> **ENTRIES SUPPLIED**:
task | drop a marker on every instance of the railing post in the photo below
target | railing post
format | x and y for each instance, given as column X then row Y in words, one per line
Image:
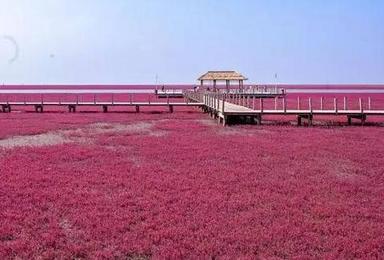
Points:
column 275, row 103
column 261, row 105
column 345, row 103
column 222, row 107
column 298, row 103
column 361, row 105
column 335, row 104
column 310, row 105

> **EXERCISE BRIEF**: Render the records above as a numbered list, omitting blank lines and leaving out the pictures.

> **ANSWER IN FULL**:
1. task | drop a marker on every instance of the railing post in the photo below
2. target | railing post
3. format | x and y for each instance, given as column X then row Y in words, one per line
4. Image:
5. Points:
6. column 275, row 103
7. column 261, row 105
8. column 345, row 103
9. column 222, row 107
10. column 298, row 103
11. column 361, row 105
12. column 335, row 104
13. column 310, row 105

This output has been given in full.